• [Aim of the task]:
Give back exactly the lines from the one holding "spotting the boat" to the last line of the entries, both included, and nothing more.

• [Source information]:
*** Begin section ***
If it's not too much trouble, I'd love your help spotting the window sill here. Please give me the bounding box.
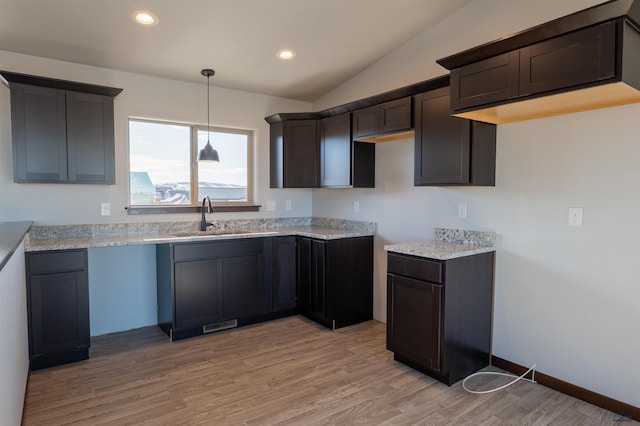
[126,205,261,215]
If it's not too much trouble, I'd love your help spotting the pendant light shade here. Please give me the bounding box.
[198,68,220,162]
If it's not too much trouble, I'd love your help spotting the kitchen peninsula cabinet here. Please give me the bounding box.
[320,113,375,188]
[157,238,268,340]
[297,236,373,329]
[268,114,319,188]
[2,71,121,184]
[414,86,496,186]
[386,251,494,385]
[26,249,90,370]
[352,97,412,140]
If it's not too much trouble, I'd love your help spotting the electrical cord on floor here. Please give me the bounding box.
[462,364,537,394]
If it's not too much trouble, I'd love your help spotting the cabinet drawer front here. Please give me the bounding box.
[173,238,264,261]
[519,21,616,96]
[451,51,520,111]
[387,253,443,284]
[27,249,87,274]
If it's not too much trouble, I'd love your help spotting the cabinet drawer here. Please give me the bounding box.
[387,253,443,284]
[27,249,87,274]
[173,238,264,261]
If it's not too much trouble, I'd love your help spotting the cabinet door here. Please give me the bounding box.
[519,21,616,96]
[320,113,352,187]
[66,91,115,184]
[28,271,90,358]
[352,105,379,139]
[283,120,319,187]
[297,237,326,321]
[414,87,471,185]
[387,273,442,372]
[272,236,297,311]
[174,259,223,330]
[310,240,327,321]
[10,84,68,182]
[379,97,412,134]
[450,51,520,111]
[222,254,266,319]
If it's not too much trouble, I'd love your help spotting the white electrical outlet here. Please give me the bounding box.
[568,207,583,227]
[285,200,292,211]
[266,201,277,211]
[101,202,110,216]
[354,201,360,213]
[458,203,468,219]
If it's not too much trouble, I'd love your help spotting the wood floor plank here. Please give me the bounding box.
[22,316,636,425]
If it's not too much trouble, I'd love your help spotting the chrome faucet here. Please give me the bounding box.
[201,196,213,231]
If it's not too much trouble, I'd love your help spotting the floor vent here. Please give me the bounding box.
[203,319,237,334]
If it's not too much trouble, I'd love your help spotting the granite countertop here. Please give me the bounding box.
[384,228,496,260]
[0,221,32,271]
[25,218,376,252]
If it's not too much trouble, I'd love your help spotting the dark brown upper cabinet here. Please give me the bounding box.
[268,114,320,188]
[2,71,122,184]
[414,86,496,186]
[353,97,412,140]
[320,113,374,188]
[438,0,640,124]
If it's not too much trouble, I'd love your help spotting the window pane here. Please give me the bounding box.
[129,120,191,205]
[197,130,248,202]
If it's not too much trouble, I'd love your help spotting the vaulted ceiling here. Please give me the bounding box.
[0,0,474,101]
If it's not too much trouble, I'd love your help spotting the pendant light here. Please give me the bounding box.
[197,68,220,162]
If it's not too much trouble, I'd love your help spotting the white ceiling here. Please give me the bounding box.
[0,0,474,102]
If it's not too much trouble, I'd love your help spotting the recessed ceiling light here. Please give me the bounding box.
[276,49,296,60]
[132,10,158,26]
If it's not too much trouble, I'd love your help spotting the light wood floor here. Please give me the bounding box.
[23,316,634,425]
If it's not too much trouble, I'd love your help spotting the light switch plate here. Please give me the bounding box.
[101,203,110,216]
[568,207,583,227]
[266,200,277,211]
[458,203,468,219]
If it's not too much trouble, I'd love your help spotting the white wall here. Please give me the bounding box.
[88,245,157,336]
[312,0,639,409]
[0,50,313,224]
[0,240,29,426]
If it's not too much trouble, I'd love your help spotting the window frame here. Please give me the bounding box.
[127,118,259,215]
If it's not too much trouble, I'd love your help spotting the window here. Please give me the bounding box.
[128,119,253,211]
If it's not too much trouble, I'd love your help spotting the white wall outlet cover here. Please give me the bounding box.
[568,207,583,227]
[101,202,110,216]
[354,201,360,213]
[285,200,292,211]
[266,200,277,211]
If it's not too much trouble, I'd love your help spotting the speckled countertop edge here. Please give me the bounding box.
[0,221,32,271]
[25,218,376,252]
[384,228,496,260]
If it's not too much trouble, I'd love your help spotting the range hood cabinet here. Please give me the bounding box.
[437,0,640,124]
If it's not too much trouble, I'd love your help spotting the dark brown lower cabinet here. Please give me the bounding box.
[26,249,90,370]
[157,237,297,341]
[387,251,494,385]
[297,236,373,329]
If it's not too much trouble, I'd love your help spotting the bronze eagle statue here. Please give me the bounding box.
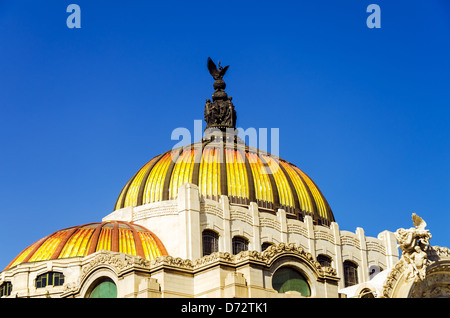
[207,57,229,80]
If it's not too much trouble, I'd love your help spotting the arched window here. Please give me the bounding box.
[36,272,65,288]
[202,229,219,256]
[0,282,12,297]
[272,267,311,297]
[343,260,359,287]
[232,236,248,254]
[261,242,274,252]
[88,277,117,298]
[317,254,332,268]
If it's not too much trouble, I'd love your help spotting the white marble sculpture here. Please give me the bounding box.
[395,213,433,282]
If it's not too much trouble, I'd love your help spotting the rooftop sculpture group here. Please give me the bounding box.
[395,213,433,282]
[204,57,237,131]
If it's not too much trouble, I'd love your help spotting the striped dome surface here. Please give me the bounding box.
[5,221,167,270]
[114,137,335,226]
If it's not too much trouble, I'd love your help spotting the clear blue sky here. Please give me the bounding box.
[0,0,449,270]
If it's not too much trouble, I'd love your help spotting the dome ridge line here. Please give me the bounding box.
[121,221,146,259]
[243,147,256,204]
[111,222,119,253]
[191,139,213,187]
[292,167,319,224]
[115,164,142,210]
[20,235,51,265]
[277,161,302,219]
[4,235,49,271]
[87,222,107,255]
[301,170,335,224]
[162,148,182,201]
[50,225,83,260]
[137,153,166,206]
[220,142,228,197]
[258,154,280,211]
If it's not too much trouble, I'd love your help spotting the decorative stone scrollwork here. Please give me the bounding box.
[151,255,194,269]
[81,252,140,278]
[233,243,337,277]
[193,252,234,267]
[151,242,338,278]
[62,280,80,295]
[62,252,146,298]
[62,243,339,297]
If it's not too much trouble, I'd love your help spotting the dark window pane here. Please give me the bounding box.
[344,261,358,287]
[36,272,65,288]
[1,282,13,297]
[202,230,219,256]
[232,236,248,254]
[317,254,332,268]
[261,242,273,252]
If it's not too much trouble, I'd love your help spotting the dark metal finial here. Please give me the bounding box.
[207,57,229,80]
[204,57,236,131]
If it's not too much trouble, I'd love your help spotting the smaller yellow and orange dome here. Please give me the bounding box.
[4,221,167,271]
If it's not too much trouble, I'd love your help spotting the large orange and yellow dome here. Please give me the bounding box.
[4,221,167,270]
[114,58,335,226]
[114,135,335,226]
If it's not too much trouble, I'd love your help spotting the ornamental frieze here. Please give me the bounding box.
[75,243,338,280]
[150,255,194,269]
[81,252,142,277]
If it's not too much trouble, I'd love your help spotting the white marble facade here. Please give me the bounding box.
[103,183,399,291]
[3,183,449,298]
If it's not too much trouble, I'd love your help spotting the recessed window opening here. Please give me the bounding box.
[232,236,248,254]
[202,229,219,256]
[36,272,65,288]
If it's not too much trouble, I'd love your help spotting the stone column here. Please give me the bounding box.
[221,195,232,254]
[330,221,344,289]
[277,209,288,244]
[177,183,201,260]
[356,227,369,283]
[377,230,400,268]
[305,215,316,257]
[250,202,261,252]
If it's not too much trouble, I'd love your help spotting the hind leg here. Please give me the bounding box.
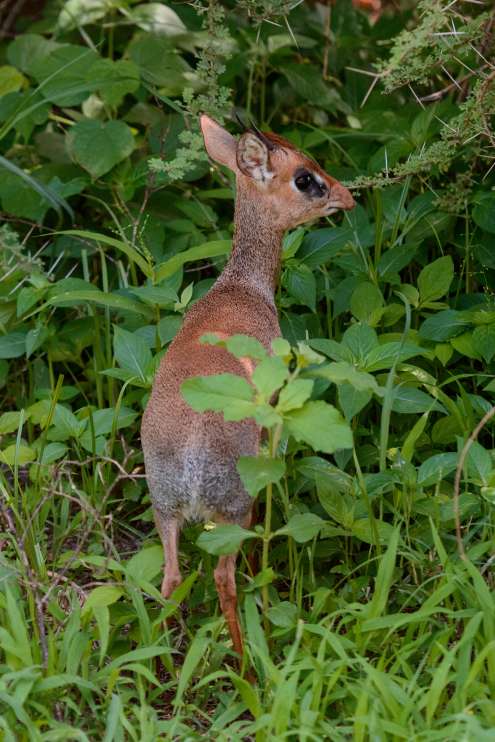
[154,511,182,598]
[213,510,252,658]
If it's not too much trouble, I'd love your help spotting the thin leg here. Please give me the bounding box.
[214,553,244,657]
[154,512,182,598]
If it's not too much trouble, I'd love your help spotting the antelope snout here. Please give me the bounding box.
[330,182,356,211]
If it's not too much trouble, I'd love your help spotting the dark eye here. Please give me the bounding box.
[294,172,314,191]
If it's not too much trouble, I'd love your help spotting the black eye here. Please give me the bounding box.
[294,172,314,191]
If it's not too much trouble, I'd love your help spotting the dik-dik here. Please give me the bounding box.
[141,115,355,658]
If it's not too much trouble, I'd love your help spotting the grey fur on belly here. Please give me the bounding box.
[144,446,252,523]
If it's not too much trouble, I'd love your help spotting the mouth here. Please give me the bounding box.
[325,197,356,214]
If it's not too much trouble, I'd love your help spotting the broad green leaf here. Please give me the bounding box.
[181,373,255,421]
[350,282,383,323]
[417,453,459,486]
[35,44,99,106]
[87,58,139,107]
[419,310,471,341]
[276,379,313,413]
[126,544,163,582]
[472,194,495,235]
[378,244,417,277]
[472,325,495,363]
[82,585,124,616]
[390,387,446,414]
[196,524,256,555]
[285,400,353,453]
[284,264,316,311]
[201,332,267,361]
[252,356,288,399]
[418,256,454,304]
[57,0,109,30]
[313,362,378,392]
[0,66,26,97]
[276,512,324,542]
[0,411,23,434]
[155,240,231,282]
[130,3,187,36]
[363,342,424,372]
[342,323,378,363]
[128,32,190,93]
[339,386,372,420]
[114,327,153,382]
[67,119,135,179]
[0,444,35,466]
[267,601,298,629]
[237,456,286,498]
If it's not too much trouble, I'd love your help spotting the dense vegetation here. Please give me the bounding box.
[0,0,494,738]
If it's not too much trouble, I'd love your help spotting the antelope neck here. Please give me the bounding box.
[218,187,284,301]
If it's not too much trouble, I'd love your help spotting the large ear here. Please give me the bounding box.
[200,115,237,171]
[236,131,274,183]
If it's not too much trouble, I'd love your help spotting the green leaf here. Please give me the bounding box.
[419,310,471,342]
[114,327,153,382]
[67,119,135,179]
[472,325,495,363]
[0,411,24,434]
[128,32,190,93]
[0,66,26,97]
[87,58,140,107]
[313,362,378,392]
[266,601,298,629]
[276,378,313,413]
[284,264,316,311]
[126,544,163,582]
[82,585,124,616]
[237,456,286,498]
[342,323,378,363]
[252,356,288,399]
[285,400,353,453]
[57,0,109,30]
[378,244,417,277]
[130,3,187,36]
[181,374,255,421]
[0,444,35,466]
[472,194,495,235]
[276,512,324,543]
[35,44,99,106]
[350,282,384,323]
[0,332,26,359]
[155,240,231,282]
[196,524,256,556]
[418,256,454,304]
[339,386,372,420]
[363,342,424,372]
[390,387,446,414]
[201,332,267,361]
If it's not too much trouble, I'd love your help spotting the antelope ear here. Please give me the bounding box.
[236,131,274,183]
[200,115,237,171]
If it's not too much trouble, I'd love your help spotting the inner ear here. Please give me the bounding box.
[236,132,273,183]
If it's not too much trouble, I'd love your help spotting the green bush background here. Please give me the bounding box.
[0,0,494,738]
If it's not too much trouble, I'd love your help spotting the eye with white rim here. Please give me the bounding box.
[293,169,327,195]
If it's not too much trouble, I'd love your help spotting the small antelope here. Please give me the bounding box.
[141,115,355,658]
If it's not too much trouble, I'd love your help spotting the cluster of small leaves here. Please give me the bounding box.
[0,224,44,277]
[149,0,232,181]
[378,1,491,92]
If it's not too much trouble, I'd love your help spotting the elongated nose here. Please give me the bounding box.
[330,182,355,210]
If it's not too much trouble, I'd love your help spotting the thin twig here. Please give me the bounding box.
[453,405,495,560]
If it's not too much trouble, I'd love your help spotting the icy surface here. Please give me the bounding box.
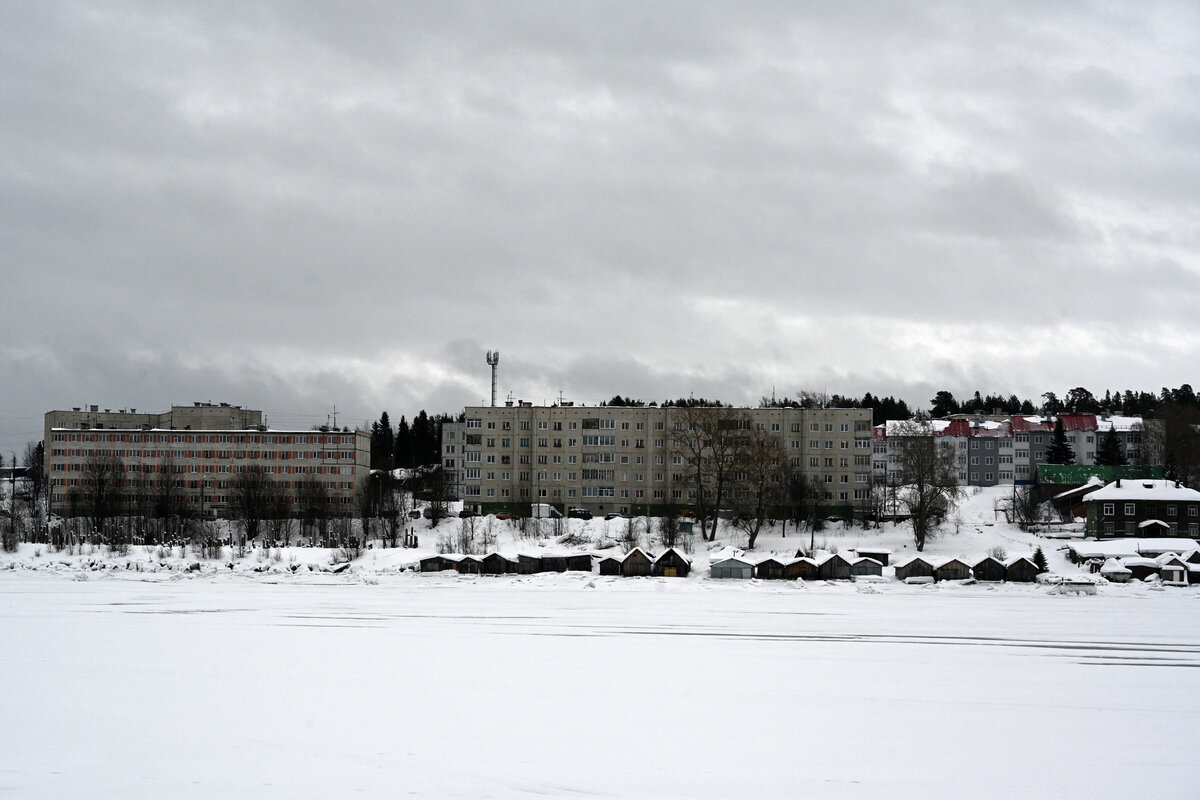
[3,572,1199,798]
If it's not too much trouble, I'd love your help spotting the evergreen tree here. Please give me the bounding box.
[1032,546,1047,573]
[1094,427,1126,467]
[930,391,958,418]
[369,412,395,471]
[1044,418,1075,465]
[394,415,412,469]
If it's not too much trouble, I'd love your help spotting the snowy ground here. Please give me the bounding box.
[3,570,1199,799]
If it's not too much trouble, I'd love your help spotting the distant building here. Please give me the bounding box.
[442,401,873,516]
[44,403,369,518]
[1083,478,1200,538]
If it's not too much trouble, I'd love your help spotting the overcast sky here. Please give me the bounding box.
[3,1,1198,455]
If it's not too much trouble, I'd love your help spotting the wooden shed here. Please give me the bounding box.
[621,548,653,577]
[972,556,1006,582]
[419,555,449,573]
[710,557,755,580]
[1099,558,1132,583]
[818,553,852,581]
[934,558,972,582]
[893,556,935,581]
[481,552,511,575]
[1004,556,1040,583]
[652,548,691,578]
[566,554,593,572]
[856,549,891,567]
[1123,557,1160,581]
[786,557,821,581]
[849,557,883,577]
[518,554,544,575]
[540,554,569,573]
[754,557,788,580]
[457,555,483,575]
[598,555,623,576]
[1157,555,1188,585]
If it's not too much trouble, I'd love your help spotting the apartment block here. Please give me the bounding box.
[442,402,874,516]
[44,403,370,517]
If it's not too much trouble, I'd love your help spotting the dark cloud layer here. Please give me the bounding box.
[2,2,1198,454]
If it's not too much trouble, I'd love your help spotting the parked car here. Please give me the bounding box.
[604,512,627,521]
[408,510,421,520]
[458,508,478,518]
[495,512,516,521]
[568,507,592,520]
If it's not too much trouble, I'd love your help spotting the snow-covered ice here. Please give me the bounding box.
[3,570,1199,798]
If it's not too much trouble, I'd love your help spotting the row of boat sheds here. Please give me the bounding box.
[418,548,1045,583]
[1066,538,1200,586]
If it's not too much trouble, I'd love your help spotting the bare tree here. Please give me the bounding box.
[731,426,787,549]
[80,452,125,548]
[656,503,683,549]
[231,466,272,546]
[297,475,328,546]
[890,421,962,551]
[675,407,747,541]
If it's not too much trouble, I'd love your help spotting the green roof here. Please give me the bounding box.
[1036,464,1163,485]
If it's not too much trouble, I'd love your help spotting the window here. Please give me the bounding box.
[1102,503,1114,516]
[1124,503,1135,515]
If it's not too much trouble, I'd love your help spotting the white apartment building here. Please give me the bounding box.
[44,403,370,517]
[442,402,874,516]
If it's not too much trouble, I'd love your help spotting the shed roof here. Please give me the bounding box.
[1084,479,1200,503]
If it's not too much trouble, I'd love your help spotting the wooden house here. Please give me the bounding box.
[481,552,511,575]
[518,554,544,575]
[457,555,483,575]
[818,553,852,580]
[1004,556,1040,583]
[540,554,569,573]
[786,557,821,581]
[1157,555,1188,585]
[934,558,972,582]
[754,557,788,580]
[710,557,754,579]
[621,548,653,577]
[894,556,935,581]
[849,557,883,578]
[419,555,449,573]
[972,556,1006,582]
[566,554,593,572]
[598,555,623,576]
[652,548,691,577]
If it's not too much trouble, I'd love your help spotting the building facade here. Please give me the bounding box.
[442,402,874,516]
[1083,479,1200,538]
[44,403,370,517]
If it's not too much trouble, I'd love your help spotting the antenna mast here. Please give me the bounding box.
[486,350,500,407]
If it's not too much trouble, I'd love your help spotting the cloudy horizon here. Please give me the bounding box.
[3,1,1198,454]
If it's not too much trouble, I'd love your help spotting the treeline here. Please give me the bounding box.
[368,410,460,472]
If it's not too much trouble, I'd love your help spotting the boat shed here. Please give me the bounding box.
[566,554,593,572]
[710,556,755,580]
[893,556,935,581]
[754,557,788,580]
[849,557,883,577]
[518,554,544,575]
[598,555,623,576]
[934,558,972,582]
[818,553,852,580]
[856,549,891,566]
[1099,558,1132,583]
[481,553,511,575]
[652,548,691,578]
[787,557,821,581]
[1004,556,1040,582]
[972,556,1007,582]
[457,555,483,575]
[622,548,653,577]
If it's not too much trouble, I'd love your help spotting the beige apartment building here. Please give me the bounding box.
[442,402,874,516]
[44,403,370,517]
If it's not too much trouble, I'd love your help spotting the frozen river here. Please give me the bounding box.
[3,572,1198,798]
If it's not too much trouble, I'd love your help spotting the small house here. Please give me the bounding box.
*** End section ***
• [Expected output]:
If it's not too much trouble, I'd love your help spotting the boat shed here. Please give me the bounding box.
[566,554,593,572]
[710,556,755,580]
[893,556,935,581]
[754,557,788,580]
[849,557,883,577]
[518,554,544,575]
[598,555,623,576]
[934,558,972,582]
[818,553,852,580]
[856,549,891,566]
[1099,558,1132,583]
[481,553,511,575]
[652,548,691,578]
[787,557,821,581]
[1004,556,1040,582]
[972,556,1007,582]
[457,555,483,575]
[622,548,653,577]
If it's not too much trouble, I'd love your help spotting the beige apartment building here. Please give me the bounding box.
[442,402,874,516]
[44,403,370,517]
If it's not too much trouble, I'd love your help spotting the frozen river here. Please give me the bounding box.
[3,572,1198,798]
If it's not too much trouble, I'd love your help spotting the small house here. Please give me the bounding box.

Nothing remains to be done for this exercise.